■ **SHORT TASK**
Repeat word for word everything from the line containing "One point for each instance of the rocky" to the end of the listing, first and last lines included, and only that.

■ **MATERIAL PROVIDED**
══════

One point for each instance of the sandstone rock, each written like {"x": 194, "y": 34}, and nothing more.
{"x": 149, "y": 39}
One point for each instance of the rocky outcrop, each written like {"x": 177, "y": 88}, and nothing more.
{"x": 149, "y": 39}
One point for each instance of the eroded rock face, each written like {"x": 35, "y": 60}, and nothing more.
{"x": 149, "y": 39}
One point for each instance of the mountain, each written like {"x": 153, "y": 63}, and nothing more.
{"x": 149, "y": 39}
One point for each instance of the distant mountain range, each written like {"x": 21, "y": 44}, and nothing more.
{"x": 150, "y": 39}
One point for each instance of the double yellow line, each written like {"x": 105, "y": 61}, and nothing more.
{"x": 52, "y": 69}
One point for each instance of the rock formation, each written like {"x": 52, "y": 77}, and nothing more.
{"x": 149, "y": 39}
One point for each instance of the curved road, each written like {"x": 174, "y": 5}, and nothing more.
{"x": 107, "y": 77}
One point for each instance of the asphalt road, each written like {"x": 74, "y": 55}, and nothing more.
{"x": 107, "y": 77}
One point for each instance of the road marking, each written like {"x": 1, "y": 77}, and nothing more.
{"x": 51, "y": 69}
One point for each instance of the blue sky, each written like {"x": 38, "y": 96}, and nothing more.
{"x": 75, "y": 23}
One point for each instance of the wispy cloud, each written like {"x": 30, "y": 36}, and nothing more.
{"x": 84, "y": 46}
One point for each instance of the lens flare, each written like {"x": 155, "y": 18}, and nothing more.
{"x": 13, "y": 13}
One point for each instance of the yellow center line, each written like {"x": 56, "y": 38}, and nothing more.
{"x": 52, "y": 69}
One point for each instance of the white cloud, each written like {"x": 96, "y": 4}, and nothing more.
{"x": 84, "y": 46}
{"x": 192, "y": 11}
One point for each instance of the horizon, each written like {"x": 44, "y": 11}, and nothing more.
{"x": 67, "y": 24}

══════

■ **TASK RESPONSE**
One point for each instance of the rocky outcrop, each written like {"x": 177, "y": 88}, and nothing more.
{"x": 149, "y": 39}
One point for each instance of the eroded rock face, each written like {"x": 35, "y": 60}, and nothing more.
{"x": 149, "y": 39}
One point for each instance of the mountain, each written like {"x": 153, "y": 63}, and nothing more.
{"x": 149, "y": 39}
One point for each instance of the distant mountain range, each written like {"x": 21, "y": 44}, and nothing more.
{"x": 150, "y": 39}
One point for each instance of the double yellow line, each written like {"x": 105, "y": 61}, and nothing more.
{"x": 52, "y": 69}
One point for each instance of the rock formation, each written like {"x": 52, "y": 77}, and nothing more.
{"x": 149, "y": 39}
One point for each instance of the curved road, each written like {"x": 174, "y": 5}, and nothing more.
{"x": 107, "y": 77}
One point for each instance of the asphalt road, each written like {"x": 74, "y": 55}, and nothing more.
{"x": 107, "y": 77}
One point for each instance of the road marking, each written like {"x": 1, "y": 77}, and nothing more.
{"x": 51, "y": 69}
One point for each instance of the blue sky, each written like {"x": 38, "y": 96}, and nothing more.
{"x": 75, "y": 23}
One point for each instance of the wispy cloud, each written like {"x": 30, "y": 36}, and nothing more.
{"x": 84, "y": 46}
One point for each instance of the lens flare, each written like {"x": 155, "y": 18}, and nothing more.
{"x": 13, "y": 13}
One point for each instance of the yellow center line, each written like {"x": 56, "y": 38}, and nothing more.
{"x": 52, "y": 69}
One point for each instance of the white cloud, each written like {"x": 96, "y": 4}, and nothing more.
{"x": 84, "y": 46}
{"x": 192, "y": 11}
One point for each instance of the horizon, each written like {"x": 44, "y": 11}, and nothing more.
{"x": 67, "y": 24}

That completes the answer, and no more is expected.